[Actions to take]:
**1.** From the text about Martín Sarmiento below, list the titles of every work named under "Selected works."
**2.** Transcribe the stretch of the Sarmiento text from "He fought, with" through "1772, aged 77.".

[Reading text]:
==*==
Martín Sarmiento or Martiño Sarmiento, also Father Sarmiento (born Pedro José García Balboa; 9 March 1695 in Villafranca del Bierzo, El Bierzo – 7 December 1772 in Madrid) was a Spanish scholar, writer and Benedictine monk, illustrious representative of the Enlightenment.

He wrote on a wide variety of subjects, including literature, medicine, botany, ethnography, history, theology, linguistics, and so on.

== His life ==
When he was four months old, he moved with his family to Pontevedra, where he spent his childhood and youth. In Pontevedra he studied at the Jesuit College. On 3 May 1710, when he was 15, he moved to Madrid to join Benedictine order.
He was named presbyter in 1720, Sarmiento lived in Asturias until 1725 like a professor in Cebrio and Oviedo. Later he left his mother in Pontevedra. He was definitively settled in Madrid, stay that is interrupted between February 1726 and May 1727, when he moved to Toledo to catalog the books of the cathedral, and also to visit three times Galicia.

When he was 35 years old, he became interested in language again. He thought that people ignored the meaning of the words. He was really interested in languages in general, especially Romanesque languages, but above all, Spanish and Galician. Sarmiento thought that Galician should be taught in schools and priests should know it in order to confess people.
In 1745 he returned to Galicia. On this trip he writes the names of the places he is going through in a notebook. He liked to investigate the etymology of the Galician words. He wrote a book in Galician called Colloquium of twenty-four rustic Galicians, thanks to which we know the Galician that was spoken at that time. It contains 1,200 songs sung by a group of Galicians returning from Madrid. They tell us about the death of King Philip V was and he described the celebrations of the accession to the throne of Ferdinand VI.

== His thought ==

Sarmiento was not only interested in linguistics, he was interested in other disciplines such as botany and medicine. He had a large knowledge of the names of the plants and their health properties. He was quite concerned about the improvement of the technical and economic level of his country, specially in the Enlightenment ideas. His erudition in many disciplines made him be commissioned the iconographic program that would decorate the Royal Palace of Madrid. Sarmiento designed an ambitious allegory of the history of the Spanish monarchy for the palace, it was so complex that only a part of it was done.

He fought, with Feijoo, against superstition and ignorance, proposing to open libraries in the villages. He had one of the most important libraries in Spain at that time. Unlike his teacher Feijoo, Sarmiento understood that it was necessary to know and keep traditions and popular culture. In that he was a great precursor and he contributed to the investigation and recovery of the Galician culture.

Sarmiento died at San Martin convent in Madrid, on 7 December 1772, aged 77.

He posted two books in Feijoo's memory Demostración crítico-apologética del Theatro Crítico Universal in 1732. He wrote other books but they were not published.

== Selected works ==

- Memorias para la historia de la poesía y poetas españoles, (1741-1745), first edition, Madrid, 1775.
- Coplas gallegas y Glosario, (1746-...), in the Galician language.
- Notas al Privilegio de Ordoño y Reflexiones sobre Archiveros
- Disertación sobre el animal zebra, nacido, criado, conocido y cazado antiguamente en España

== Bibliography ==

- Pensado Tomé, José Luis, Fray Martín Sarmiento, testigo de su siglo, Salamanca: Universidad de Salamanca, 1972.
==*==
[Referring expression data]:
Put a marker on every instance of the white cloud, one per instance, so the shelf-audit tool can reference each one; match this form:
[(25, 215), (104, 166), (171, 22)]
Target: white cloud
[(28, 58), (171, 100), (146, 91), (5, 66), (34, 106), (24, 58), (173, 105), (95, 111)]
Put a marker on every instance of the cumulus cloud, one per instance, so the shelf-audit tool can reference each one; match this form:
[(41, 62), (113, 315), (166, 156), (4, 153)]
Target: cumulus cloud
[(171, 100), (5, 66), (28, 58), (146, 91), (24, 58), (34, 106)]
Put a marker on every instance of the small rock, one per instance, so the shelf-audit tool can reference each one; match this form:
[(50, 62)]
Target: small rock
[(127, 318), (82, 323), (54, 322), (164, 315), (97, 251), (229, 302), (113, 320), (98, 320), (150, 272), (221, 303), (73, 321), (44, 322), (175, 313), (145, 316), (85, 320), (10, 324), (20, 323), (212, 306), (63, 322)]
==*==
[Answers to the problems]:
**1.**
- Memorias para la historia de la poesía y poetas españoles
- Coplas gallegas y Glosario
- Notas al Privilegio de Ordoño y Reflexiones sobre Archiveros
- Disertación sobre el animal zebra, nacido, criado, conocido y cazado antiguamente en España

**2.**
He fought, with Feijoo, against superstition and ignorance, proposing to open libraries in the villages. He had one of the most important libraries in Spain at that time. Unlike his teacher Feijoo, Sarmiento understood that it was necessary to know and keep traditions and popular culture. In that he was a great precursor and he contributed to the investigation and recovery of the Galician culture.

Sarmiento died at San Martin convent in Madrid, on 7 December 1772, aged 77.